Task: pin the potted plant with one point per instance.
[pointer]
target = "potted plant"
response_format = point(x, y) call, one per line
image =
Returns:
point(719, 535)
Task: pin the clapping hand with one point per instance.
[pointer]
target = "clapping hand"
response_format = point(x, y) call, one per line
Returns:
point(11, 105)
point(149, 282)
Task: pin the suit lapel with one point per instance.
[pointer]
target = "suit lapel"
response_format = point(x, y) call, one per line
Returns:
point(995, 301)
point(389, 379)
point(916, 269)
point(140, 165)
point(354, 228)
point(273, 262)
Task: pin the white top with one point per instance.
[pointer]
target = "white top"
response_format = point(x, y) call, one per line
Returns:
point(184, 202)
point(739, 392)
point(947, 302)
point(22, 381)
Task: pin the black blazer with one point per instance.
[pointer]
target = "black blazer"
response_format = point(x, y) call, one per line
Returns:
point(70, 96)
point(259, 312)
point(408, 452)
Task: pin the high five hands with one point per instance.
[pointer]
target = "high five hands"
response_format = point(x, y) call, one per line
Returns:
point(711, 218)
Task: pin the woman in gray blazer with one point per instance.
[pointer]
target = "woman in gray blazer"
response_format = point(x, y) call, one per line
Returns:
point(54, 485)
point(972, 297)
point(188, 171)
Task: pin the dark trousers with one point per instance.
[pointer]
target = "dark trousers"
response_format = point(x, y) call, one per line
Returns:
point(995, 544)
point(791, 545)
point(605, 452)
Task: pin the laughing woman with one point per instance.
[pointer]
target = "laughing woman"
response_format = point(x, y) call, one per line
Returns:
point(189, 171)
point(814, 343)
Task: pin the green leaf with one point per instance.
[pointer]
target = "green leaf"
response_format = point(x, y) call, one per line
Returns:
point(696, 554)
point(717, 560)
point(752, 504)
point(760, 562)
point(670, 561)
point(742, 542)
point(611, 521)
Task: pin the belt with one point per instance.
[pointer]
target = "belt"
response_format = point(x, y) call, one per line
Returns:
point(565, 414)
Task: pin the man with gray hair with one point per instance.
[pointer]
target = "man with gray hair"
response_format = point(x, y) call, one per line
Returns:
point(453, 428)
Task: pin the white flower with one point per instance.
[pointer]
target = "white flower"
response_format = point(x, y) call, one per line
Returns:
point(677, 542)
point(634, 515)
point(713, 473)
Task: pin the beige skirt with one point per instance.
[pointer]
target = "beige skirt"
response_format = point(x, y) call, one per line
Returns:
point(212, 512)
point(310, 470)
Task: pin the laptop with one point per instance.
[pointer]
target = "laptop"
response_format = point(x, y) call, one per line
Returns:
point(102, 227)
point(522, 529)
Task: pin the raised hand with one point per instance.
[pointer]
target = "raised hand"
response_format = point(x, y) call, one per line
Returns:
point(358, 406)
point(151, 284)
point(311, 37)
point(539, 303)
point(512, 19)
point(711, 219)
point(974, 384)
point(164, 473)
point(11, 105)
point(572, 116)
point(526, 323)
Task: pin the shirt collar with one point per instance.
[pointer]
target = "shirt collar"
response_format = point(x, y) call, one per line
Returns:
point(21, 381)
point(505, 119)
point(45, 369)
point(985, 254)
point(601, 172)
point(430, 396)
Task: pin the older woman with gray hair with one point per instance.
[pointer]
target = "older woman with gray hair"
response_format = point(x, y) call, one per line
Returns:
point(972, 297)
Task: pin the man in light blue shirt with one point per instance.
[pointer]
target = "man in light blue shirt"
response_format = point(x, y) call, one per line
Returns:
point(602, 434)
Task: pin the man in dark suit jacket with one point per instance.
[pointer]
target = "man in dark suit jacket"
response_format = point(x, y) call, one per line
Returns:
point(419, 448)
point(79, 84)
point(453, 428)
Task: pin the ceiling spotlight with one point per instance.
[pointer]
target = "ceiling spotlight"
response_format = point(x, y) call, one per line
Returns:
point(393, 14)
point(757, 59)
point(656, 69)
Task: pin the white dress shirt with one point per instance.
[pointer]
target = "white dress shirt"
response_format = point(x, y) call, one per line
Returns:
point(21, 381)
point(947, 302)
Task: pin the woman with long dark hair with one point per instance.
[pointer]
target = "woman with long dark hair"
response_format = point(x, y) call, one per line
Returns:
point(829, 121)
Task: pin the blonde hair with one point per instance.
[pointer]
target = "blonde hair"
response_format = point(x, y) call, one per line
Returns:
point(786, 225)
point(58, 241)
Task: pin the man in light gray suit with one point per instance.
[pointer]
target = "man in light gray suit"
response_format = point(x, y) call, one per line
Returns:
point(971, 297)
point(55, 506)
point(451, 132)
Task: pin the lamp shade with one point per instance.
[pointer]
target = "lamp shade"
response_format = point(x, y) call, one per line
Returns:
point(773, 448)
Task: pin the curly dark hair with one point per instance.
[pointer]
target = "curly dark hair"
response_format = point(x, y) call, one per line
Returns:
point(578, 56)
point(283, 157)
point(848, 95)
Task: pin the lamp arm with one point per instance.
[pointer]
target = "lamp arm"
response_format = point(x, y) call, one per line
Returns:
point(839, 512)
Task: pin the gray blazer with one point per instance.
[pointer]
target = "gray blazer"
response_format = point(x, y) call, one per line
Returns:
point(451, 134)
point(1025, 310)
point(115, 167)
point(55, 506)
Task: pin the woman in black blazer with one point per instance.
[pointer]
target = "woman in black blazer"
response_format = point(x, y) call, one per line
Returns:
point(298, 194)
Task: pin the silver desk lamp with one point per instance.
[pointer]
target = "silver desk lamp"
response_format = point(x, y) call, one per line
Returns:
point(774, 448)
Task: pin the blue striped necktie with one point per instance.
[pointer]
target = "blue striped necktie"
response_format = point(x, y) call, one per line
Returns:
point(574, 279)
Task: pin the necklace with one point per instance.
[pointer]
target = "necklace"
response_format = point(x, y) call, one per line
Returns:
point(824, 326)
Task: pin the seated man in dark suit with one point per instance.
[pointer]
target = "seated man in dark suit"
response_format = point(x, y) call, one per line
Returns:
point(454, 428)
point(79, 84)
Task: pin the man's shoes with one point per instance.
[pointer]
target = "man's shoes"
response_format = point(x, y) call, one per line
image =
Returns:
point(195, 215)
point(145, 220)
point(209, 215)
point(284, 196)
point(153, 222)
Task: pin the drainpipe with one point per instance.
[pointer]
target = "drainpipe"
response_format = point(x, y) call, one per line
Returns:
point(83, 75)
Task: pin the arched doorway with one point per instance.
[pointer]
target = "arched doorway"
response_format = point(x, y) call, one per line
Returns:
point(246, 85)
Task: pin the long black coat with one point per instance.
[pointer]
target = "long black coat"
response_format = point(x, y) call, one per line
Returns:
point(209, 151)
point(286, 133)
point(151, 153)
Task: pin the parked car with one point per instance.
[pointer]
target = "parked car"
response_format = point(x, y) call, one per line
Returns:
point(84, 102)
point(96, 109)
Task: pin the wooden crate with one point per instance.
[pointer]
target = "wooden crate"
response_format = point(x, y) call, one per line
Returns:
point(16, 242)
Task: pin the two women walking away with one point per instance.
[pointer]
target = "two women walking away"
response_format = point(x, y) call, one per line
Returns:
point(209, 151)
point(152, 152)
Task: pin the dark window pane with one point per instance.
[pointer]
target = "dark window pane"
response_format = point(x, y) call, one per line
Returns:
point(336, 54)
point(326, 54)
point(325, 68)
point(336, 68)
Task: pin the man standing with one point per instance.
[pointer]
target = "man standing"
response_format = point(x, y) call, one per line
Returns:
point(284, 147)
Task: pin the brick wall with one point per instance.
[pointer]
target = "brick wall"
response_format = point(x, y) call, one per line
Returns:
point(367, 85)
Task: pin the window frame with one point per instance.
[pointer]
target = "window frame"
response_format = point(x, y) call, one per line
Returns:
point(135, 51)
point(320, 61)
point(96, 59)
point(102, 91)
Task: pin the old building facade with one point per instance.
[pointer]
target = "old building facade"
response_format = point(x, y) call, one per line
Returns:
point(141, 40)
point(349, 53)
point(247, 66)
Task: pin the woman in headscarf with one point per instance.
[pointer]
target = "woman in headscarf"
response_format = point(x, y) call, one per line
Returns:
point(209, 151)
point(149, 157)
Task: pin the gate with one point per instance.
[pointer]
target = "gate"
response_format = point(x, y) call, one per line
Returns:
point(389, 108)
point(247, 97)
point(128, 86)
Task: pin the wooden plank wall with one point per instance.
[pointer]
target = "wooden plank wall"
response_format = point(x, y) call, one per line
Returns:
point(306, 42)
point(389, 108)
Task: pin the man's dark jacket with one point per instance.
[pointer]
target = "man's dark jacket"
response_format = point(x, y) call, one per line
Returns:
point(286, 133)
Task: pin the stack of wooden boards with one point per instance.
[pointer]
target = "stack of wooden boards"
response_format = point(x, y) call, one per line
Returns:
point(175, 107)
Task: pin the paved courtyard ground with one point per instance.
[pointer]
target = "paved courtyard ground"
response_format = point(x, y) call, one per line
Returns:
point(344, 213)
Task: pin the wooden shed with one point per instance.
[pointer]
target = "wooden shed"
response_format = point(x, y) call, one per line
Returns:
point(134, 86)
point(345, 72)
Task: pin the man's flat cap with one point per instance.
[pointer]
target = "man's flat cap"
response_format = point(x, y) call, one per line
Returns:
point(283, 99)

====================

• [ABOUT THIS EXERCISE]
Among the lines of the data above, count those holding "hair" and state only the number.

• [OUTPUT OF THE EXERCISE]
10